What to work on ▸ Reproduce only the part of the listing from the line containing "[spot] the paved" up to and including the line containing "(1114, 639)". Keep each request line unchanged and offset every coordinate in the answers by adding -46 to both x and y.

— Begin —

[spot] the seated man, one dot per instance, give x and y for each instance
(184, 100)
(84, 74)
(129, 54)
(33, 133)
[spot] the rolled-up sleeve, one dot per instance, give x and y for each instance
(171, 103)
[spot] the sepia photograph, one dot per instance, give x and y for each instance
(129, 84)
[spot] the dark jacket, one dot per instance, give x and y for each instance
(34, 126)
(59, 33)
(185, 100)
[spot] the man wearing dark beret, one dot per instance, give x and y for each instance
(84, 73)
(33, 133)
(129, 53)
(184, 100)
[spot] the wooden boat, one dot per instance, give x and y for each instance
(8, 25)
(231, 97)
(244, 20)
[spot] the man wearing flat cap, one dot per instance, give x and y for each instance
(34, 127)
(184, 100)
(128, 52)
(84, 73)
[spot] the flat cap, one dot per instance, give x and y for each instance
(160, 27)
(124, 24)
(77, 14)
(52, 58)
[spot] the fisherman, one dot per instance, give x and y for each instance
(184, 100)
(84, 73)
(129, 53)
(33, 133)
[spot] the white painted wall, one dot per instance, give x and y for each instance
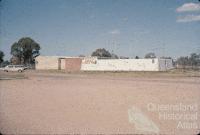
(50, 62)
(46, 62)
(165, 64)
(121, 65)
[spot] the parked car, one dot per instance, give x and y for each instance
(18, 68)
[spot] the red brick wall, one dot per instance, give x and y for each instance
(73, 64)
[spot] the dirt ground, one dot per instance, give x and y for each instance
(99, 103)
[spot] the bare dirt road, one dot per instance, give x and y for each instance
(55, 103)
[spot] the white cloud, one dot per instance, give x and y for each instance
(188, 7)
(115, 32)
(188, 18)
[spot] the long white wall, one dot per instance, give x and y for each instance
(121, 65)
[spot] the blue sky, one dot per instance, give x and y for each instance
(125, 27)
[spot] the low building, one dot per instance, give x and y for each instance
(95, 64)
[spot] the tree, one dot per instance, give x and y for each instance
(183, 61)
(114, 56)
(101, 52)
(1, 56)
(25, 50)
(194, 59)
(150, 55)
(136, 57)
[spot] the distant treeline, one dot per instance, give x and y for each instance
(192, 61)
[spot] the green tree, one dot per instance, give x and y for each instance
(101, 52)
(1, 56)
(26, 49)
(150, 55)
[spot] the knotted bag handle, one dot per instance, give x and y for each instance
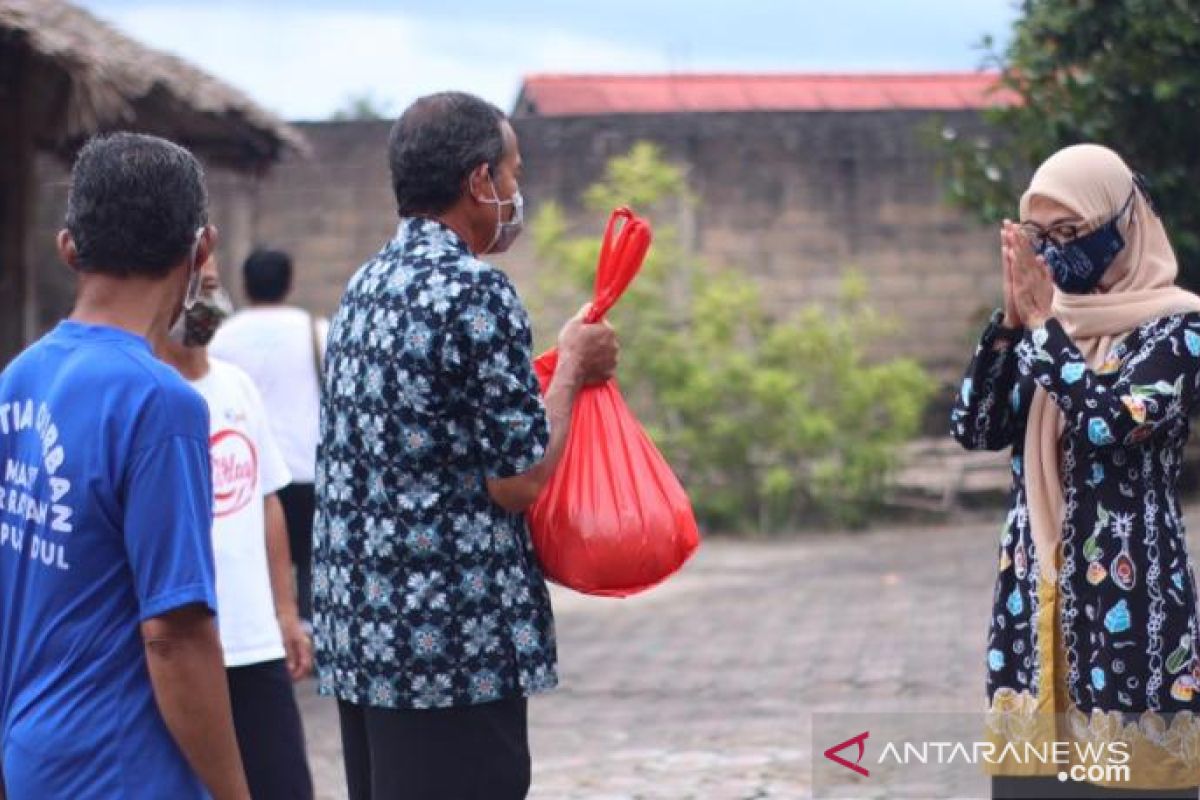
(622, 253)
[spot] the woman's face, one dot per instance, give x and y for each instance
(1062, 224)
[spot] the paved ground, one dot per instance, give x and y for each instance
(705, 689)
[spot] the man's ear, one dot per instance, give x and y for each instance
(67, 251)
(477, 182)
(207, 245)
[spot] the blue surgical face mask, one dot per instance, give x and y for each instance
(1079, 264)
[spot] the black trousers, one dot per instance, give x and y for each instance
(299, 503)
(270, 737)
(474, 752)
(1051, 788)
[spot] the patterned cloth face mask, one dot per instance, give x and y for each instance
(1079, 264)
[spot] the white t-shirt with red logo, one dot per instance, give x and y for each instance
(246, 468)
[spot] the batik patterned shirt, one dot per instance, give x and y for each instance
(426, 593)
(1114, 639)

— End —
— Begin —

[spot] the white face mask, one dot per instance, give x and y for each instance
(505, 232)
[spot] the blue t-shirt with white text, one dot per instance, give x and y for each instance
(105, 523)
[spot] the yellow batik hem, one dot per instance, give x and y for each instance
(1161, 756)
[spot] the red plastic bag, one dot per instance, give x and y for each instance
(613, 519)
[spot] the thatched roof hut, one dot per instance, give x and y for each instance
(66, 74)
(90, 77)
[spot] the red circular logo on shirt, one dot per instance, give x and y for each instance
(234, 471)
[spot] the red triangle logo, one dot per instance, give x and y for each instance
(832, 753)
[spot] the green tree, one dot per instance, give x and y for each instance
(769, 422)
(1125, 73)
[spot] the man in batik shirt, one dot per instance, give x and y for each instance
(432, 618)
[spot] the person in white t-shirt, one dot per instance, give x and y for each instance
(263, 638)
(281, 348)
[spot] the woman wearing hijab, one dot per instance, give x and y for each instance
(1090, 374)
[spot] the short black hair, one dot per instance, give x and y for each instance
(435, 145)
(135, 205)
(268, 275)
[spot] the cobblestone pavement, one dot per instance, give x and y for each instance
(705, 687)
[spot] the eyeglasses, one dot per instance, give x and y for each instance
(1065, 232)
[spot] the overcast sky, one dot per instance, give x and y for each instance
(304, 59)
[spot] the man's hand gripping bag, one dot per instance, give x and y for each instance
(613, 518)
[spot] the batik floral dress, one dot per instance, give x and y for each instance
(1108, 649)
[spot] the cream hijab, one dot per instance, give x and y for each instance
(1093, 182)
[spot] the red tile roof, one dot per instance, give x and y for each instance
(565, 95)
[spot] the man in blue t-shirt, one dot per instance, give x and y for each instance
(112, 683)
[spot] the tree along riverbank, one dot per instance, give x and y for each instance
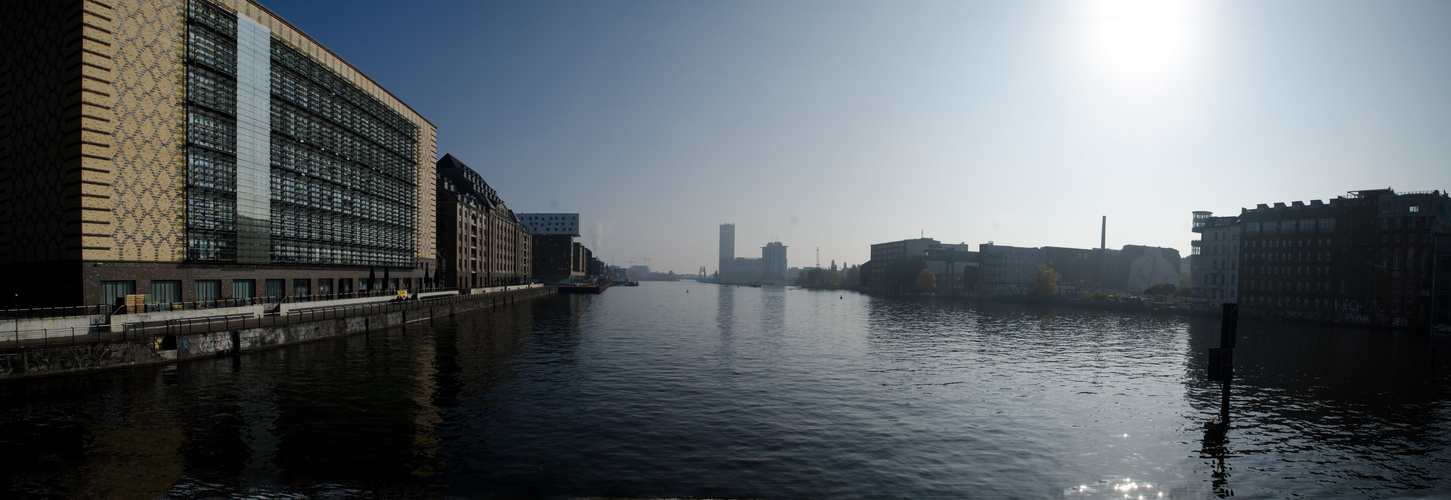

— End —
— Begin —

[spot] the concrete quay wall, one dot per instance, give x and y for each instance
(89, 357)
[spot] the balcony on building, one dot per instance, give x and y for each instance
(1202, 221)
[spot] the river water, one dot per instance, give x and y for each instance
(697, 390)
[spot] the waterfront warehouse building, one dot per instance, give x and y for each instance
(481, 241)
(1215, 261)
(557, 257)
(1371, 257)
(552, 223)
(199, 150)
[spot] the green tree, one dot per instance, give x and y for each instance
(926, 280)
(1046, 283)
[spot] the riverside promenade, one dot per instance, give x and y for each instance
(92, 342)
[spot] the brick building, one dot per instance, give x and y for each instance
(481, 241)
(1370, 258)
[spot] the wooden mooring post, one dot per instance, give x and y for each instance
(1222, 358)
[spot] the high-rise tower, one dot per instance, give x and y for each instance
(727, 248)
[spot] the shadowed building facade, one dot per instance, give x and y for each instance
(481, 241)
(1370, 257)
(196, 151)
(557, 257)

— End —

Output for this exercise ▸
[spot] the paved ground, one dot per instance, give x and y for each instance
(659, 643)
[spot] the man's ear, one dot per instance, give x and y for each instance
(21, 205)
(431, 136)
(161, 199)
[spot] the blue surgical face mask, one dot per instance, give x and y for each instance
(1033, 218)
[spot] the black trousers, one dot per instance, give x and y for each instance
(253, 457)
(224, 691)
(428, 706)
(1005, 742)
[spot] the patterned cloth face mask, one dot per instance, give x and y for each instance
(1033, 218)
[spot] the white t-shirt with red logo, one dot per instance, give x and y for each instance
(200, 422)
[spot] the batik patterned shirt, one dot per instance, give x and y for each instance
(380, 547)
(1068, 593)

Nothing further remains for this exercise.